:: PROBLEM ::
Gather every line of the material below that contains the string "water", and copy each one. Case counts.

[Shape labeling records]
________
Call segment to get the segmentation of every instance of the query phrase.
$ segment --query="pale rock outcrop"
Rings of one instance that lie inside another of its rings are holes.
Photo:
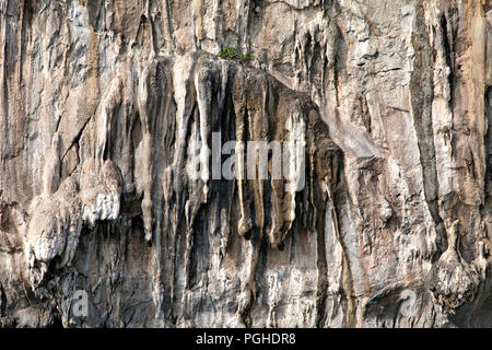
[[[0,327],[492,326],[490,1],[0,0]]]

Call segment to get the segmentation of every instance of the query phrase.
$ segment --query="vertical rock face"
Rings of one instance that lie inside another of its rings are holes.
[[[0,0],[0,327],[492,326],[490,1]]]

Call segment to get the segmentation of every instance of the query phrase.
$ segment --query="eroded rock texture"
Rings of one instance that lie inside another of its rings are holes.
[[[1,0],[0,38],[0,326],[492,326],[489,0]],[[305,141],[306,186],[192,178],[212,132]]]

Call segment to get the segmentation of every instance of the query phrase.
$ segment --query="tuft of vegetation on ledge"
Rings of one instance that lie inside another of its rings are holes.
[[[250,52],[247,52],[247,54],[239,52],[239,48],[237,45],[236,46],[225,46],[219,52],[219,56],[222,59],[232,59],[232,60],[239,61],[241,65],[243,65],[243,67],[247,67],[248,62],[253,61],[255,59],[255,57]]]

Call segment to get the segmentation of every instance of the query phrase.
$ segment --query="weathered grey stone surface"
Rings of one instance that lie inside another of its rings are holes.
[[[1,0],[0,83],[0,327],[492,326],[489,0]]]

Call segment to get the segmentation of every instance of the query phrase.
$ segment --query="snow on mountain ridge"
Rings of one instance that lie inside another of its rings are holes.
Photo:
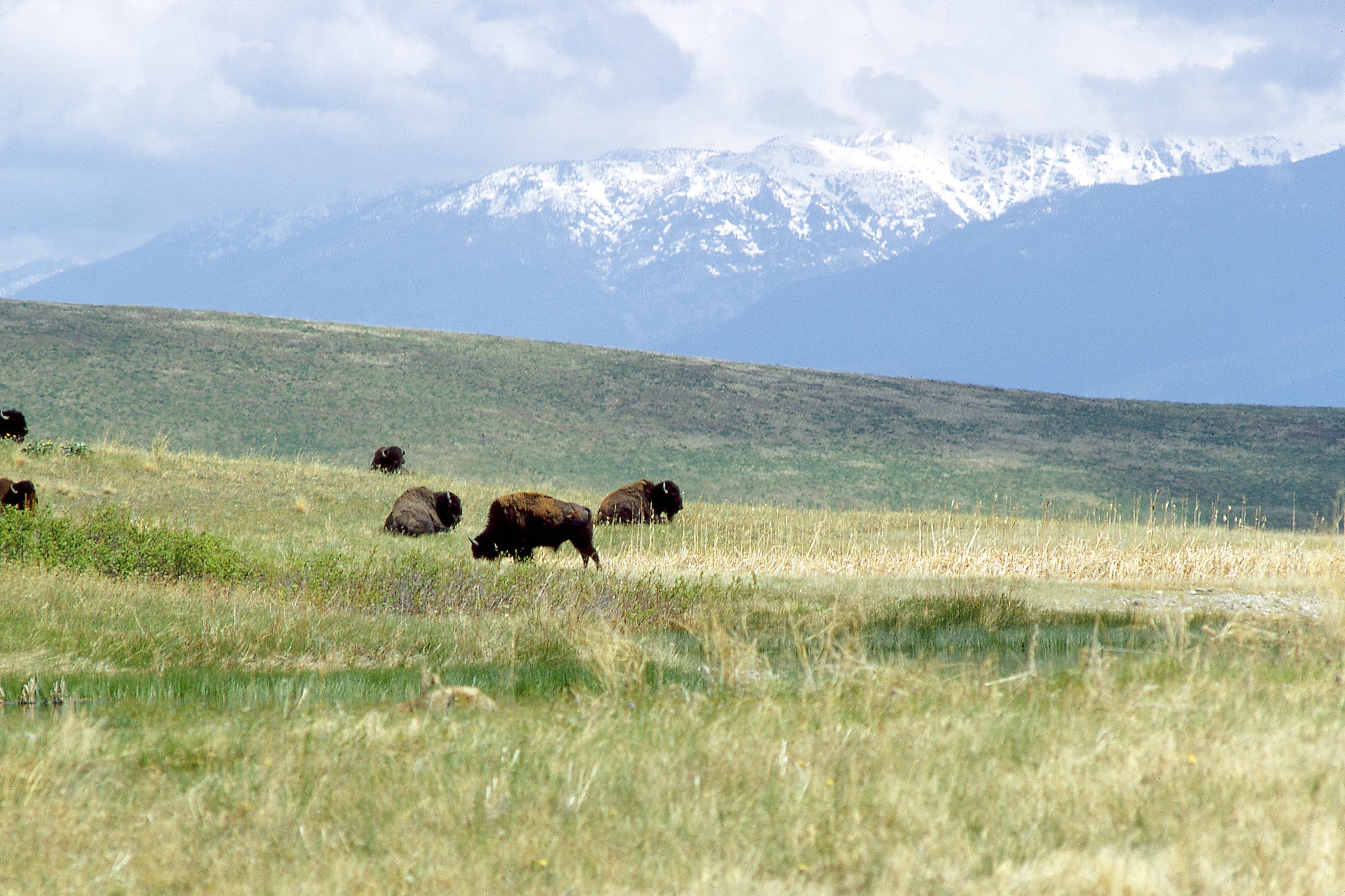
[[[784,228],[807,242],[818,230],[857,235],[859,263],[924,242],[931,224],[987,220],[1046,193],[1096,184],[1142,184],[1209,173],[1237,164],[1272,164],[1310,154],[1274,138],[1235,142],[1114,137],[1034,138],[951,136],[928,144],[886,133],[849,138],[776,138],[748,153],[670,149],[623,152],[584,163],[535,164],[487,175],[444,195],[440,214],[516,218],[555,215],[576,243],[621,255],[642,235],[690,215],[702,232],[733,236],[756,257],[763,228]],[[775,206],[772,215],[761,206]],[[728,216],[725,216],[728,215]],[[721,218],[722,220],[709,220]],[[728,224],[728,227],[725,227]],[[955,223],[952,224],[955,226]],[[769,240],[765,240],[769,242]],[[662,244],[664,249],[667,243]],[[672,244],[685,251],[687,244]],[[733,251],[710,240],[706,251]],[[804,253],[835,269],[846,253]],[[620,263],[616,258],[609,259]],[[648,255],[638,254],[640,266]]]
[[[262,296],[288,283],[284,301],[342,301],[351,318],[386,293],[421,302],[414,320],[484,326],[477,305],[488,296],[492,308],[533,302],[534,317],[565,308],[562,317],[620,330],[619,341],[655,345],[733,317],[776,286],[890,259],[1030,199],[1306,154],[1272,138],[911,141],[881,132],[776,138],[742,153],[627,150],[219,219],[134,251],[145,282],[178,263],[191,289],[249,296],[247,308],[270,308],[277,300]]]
________
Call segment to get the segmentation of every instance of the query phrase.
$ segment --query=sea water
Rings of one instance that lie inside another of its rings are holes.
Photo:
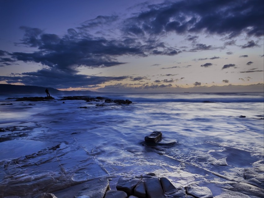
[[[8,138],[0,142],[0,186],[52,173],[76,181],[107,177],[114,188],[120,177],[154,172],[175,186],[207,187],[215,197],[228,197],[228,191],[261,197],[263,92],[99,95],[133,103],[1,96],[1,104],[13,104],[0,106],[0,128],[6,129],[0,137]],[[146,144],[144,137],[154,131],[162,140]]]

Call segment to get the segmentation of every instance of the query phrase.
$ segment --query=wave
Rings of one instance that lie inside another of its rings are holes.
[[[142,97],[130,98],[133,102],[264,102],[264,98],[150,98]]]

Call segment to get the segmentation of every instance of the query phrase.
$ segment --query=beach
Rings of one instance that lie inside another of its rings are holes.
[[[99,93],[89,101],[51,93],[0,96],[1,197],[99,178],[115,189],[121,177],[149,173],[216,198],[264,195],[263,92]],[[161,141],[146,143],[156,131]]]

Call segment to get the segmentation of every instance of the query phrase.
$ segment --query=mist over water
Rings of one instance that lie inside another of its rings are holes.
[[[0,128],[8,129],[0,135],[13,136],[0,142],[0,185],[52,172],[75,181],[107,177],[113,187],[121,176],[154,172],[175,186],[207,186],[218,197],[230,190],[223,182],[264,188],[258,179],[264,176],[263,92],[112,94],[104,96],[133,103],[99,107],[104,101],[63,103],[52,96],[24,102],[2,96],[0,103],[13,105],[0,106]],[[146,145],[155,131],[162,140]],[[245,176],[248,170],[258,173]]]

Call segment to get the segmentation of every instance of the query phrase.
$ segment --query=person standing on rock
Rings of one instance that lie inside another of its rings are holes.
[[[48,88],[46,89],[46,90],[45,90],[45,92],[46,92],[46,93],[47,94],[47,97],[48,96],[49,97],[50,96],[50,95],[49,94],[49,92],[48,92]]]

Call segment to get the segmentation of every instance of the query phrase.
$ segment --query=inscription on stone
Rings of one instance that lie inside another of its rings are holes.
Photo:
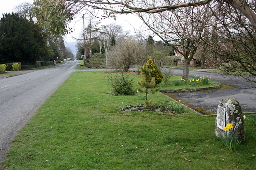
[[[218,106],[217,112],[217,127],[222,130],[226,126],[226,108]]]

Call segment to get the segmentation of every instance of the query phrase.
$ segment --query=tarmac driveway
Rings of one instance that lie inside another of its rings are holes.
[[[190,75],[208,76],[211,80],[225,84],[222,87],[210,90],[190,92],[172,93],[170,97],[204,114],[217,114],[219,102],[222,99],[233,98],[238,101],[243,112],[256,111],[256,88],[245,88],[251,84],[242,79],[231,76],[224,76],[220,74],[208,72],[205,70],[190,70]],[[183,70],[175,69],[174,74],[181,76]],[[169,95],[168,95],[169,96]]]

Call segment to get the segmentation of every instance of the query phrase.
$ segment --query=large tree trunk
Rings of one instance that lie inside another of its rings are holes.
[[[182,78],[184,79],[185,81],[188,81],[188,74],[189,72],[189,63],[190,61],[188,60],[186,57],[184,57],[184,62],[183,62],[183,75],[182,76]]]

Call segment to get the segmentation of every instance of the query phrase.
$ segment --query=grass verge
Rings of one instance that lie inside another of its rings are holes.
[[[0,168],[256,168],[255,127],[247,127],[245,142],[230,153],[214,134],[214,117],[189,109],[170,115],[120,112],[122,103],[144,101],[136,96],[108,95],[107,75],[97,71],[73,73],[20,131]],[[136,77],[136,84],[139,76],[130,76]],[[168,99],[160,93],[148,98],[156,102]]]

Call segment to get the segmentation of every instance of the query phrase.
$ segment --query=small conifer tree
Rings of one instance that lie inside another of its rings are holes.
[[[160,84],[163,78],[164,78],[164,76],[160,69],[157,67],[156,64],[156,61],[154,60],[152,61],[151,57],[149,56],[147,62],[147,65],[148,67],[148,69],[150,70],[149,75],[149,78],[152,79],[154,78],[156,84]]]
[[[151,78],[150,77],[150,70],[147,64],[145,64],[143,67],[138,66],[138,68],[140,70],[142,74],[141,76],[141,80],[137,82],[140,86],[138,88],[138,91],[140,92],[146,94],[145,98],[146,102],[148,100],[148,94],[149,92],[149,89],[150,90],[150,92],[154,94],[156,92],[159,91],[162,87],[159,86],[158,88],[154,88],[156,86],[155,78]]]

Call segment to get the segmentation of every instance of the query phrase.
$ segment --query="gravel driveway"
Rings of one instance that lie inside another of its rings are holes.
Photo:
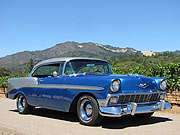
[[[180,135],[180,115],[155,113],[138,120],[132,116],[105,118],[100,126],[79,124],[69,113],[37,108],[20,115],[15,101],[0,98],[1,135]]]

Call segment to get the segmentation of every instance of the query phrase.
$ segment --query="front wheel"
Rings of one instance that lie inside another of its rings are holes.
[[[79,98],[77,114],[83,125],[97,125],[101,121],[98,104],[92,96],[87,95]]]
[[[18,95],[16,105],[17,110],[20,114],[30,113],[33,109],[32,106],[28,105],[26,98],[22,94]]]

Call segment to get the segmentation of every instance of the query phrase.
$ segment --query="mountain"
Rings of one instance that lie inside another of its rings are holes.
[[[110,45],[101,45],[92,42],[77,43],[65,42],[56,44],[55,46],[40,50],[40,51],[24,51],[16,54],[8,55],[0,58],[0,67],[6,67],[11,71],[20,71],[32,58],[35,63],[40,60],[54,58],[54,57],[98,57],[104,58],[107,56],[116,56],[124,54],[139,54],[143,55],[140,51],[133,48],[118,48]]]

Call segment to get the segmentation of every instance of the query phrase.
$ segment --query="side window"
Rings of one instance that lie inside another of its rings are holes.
________
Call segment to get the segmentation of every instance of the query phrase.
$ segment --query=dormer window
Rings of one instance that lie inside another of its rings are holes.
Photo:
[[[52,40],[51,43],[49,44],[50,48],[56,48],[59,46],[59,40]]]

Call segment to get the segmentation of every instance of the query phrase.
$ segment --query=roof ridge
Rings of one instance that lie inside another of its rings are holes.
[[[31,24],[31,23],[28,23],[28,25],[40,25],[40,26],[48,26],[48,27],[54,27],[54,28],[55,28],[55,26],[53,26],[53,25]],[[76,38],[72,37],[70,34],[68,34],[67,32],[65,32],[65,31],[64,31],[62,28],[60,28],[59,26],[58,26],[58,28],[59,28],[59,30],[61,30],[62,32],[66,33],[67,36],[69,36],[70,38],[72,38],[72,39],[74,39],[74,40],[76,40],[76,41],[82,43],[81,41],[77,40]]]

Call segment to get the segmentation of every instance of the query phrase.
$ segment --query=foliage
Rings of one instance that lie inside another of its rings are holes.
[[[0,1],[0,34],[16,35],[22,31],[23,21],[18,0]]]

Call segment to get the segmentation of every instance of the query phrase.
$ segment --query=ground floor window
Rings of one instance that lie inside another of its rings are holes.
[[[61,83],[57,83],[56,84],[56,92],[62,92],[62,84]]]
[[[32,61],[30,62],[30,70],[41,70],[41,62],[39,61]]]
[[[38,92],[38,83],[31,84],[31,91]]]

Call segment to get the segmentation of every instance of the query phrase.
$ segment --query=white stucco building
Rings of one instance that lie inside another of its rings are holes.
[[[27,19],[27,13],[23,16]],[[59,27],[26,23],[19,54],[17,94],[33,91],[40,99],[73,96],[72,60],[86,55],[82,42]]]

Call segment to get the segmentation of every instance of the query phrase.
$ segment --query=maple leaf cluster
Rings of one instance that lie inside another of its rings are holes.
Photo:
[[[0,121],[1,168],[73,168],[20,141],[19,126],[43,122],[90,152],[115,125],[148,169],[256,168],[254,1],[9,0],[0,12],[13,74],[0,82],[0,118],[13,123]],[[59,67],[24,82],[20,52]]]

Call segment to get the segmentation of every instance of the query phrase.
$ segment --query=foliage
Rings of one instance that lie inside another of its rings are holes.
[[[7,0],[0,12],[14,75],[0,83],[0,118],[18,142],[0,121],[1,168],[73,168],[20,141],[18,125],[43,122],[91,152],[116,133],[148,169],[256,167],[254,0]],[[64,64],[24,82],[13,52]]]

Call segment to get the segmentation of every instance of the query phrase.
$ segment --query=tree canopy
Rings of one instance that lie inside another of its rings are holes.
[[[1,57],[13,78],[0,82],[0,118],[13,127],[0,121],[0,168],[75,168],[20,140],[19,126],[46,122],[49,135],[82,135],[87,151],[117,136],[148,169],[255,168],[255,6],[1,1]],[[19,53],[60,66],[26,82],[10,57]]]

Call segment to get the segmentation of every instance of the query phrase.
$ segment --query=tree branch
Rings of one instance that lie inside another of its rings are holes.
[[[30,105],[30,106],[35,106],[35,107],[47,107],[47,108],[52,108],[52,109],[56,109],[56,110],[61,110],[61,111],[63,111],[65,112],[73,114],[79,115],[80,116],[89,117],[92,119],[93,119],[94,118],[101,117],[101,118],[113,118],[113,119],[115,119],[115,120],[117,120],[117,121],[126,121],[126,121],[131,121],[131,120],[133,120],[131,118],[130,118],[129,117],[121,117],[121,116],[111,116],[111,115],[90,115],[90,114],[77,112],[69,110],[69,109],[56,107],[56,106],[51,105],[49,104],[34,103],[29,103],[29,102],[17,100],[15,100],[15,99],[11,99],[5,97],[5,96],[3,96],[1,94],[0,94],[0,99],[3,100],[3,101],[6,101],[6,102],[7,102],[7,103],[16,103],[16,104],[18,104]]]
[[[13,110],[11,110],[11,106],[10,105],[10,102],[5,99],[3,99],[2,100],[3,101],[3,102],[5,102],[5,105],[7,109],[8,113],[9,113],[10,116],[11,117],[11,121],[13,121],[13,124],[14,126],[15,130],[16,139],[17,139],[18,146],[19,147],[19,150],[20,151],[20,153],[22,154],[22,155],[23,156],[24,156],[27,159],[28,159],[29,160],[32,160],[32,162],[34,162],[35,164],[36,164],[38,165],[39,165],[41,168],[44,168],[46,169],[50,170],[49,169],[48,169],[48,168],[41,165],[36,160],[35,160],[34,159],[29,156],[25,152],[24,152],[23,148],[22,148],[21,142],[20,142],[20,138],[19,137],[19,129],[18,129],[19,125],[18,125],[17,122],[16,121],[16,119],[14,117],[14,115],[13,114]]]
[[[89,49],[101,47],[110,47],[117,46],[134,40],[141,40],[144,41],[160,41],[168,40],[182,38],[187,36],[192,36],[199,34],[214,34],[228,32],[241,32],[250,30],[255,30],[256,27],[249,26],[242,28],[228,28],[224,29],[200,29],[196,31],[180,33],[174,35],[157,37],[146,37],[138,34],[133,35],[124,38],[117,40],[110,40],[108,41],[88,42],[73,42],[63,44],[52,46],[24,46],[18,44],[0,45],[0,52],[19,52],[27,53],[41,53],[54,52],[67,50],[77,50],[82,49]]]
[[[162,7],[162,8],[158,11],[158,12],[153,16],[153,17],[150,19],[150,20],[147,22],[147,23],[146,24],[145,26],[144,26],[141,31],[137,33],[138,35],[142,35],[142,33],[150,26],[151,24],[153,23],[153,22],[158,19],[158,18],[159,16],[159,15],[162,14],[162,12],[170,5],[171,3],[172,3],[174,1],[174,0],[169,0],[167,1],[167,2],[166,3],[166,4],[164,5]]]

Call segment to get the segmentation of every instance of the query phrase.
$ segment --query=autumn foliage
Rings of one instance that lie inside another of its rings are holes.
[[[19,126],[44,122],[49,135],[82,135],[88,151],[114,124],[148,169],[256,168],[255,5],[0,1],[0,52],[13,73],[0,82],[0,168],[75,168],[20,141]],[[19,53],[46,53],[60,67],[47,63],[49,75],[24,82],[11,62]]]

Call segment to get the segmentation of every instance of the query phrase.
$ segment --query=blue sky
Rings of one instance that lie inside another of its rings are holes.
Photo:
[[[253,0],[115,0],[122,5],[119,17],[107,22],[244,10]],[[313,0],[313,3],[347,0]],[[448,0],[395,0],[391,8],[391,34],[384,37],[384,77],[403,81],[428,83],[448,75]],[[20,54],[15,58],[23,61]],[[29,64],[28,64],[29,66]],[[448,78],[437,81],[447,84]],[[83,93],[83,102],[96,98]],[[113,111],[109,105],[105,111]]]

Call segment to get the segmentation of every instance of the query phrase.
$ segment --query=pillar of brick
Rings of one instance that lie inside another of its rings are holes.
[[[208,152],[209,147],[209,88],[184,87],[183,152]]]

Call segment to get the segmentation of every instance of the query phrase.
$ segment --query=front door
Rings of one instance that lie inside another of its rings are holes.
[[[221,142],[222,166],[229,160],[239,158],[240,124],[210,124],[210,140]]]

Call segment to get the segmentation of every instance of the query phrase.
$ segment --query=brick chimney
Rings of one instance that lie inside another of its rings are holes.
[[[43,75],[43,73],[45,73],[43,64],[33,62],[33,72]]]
________
:: SOLUTION TO THIS EXERCISE ::
$ segment --query=sea water
$ segment --query=mist over water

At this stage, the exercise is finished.